• [TEXT EXCERPT]:

One more here: qcom_scm_assign_mem() is used in both contexts: probe()
and some other cases like mentioned workqueue. EAGAIN for probe() would
not result in defered probe, I think.


>> subsys_initcall() rather than module_initcall().
> Uh, good point. To my understanding, every resource like function can do
> it, e.g. clk_get. Whether drivers call it in probe() or somewhere else -
> e.g. some startup call like there is plenty in the ASoC or DMA
> device_alloc_chan_resources() - is responsibility of the
> driver/consumer, not the provider of that resource.
> 
> With such explanation returning EPROBE_DEFER is ok, just like returning
> anything else (e.g. EINVAL).
> 
> Now about this function: it is not exactly "get a resource" one, but
> still the caller might want to call it again later, which is implied by
> EPROBE_DEFER. Maybe this should be EAGAIN instead? Just like
> power-supply is doing in power_supply_get_property().

• [STATED GOAL A]:
Count the lines of the records that contain the string "land", treating uppercase and lowercase as different. Give only the number.
The mailing-list excerpt and the records are separate, unrelated material.

• [INPUT RECORDS]:
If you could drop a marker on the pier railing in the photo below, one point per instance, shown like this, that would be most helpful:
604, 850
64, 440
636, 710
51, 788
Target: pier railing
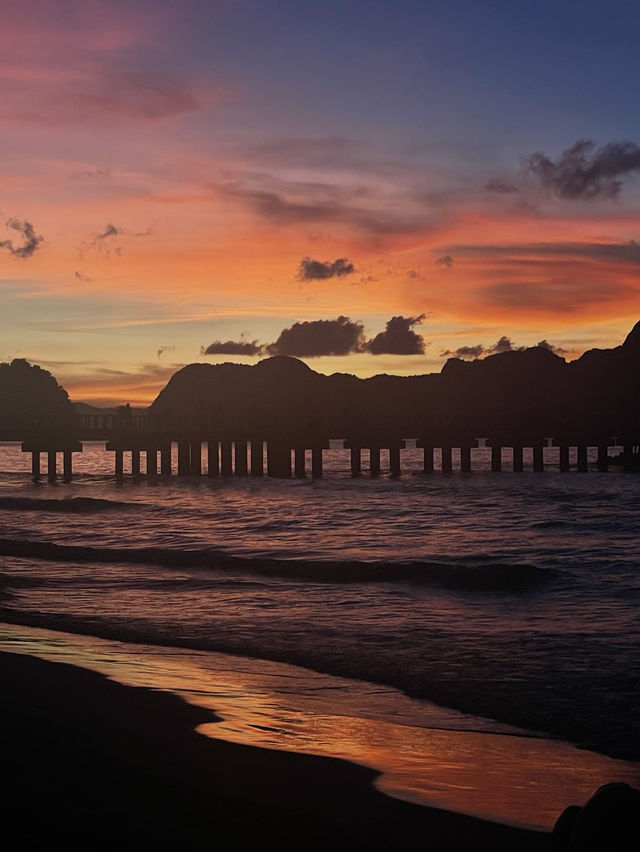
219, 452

...

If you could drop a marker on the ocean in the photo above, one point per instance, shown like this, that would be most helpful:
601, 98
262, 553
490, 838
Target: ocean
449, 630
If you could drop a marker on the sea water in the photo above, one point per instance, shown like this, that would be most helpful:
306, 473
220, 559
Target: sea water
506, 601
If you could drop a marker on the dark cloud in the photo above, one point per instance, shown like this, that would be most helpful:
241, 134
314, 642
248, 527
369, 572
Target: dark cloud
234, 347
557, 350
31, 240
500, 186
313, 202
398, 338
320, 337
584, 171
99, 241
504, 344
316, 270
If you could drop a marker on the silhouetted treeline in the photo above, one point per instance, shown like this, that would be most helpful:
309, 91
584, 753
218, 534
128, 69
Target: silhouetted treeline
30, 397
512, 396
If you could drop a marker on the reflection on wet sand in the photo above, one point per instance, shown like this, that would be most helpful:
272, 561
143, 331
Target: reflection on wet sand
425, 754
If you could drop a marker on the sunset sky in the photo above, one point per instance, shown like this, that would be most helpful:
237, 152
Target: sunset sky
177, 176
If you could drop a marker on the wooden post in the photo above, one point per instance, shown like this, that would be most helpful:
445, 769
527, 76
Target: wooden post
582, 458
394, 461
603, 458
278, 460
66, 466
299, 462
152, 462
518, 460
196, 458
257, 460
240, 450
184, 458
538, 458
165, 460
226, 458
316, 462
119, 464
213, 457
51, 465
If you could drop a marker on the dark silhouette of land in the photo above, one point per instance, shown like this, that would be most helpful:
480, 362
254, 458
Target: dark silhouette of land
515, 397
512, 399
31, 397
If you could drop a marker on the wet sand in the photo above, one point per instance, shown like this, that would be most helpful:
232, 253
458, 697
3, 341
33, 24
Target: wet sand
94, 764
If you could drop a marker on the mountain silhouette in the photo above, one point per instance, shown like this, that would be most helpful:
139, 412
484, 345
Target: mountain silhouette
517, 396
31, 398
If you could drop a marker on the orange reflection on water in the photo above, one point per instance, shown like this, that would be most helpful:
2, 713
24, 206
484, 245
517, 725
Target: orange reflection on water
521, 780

• [STATED GOAL B]:
Turn the paragraph of the mailing-list excerpt that begins "One more here" into a short bulleted list that keeps its main points.

• [CORRECT RESPONSE A]:
2

• [CORRECT RESPONSE B]:
- qcom_scm_assign_mem() is used both in probe() and in other cases, such as the workqueue already mentioned.
- The writer thinks that returning EAGAIN from probe() would not lead to deferred probe.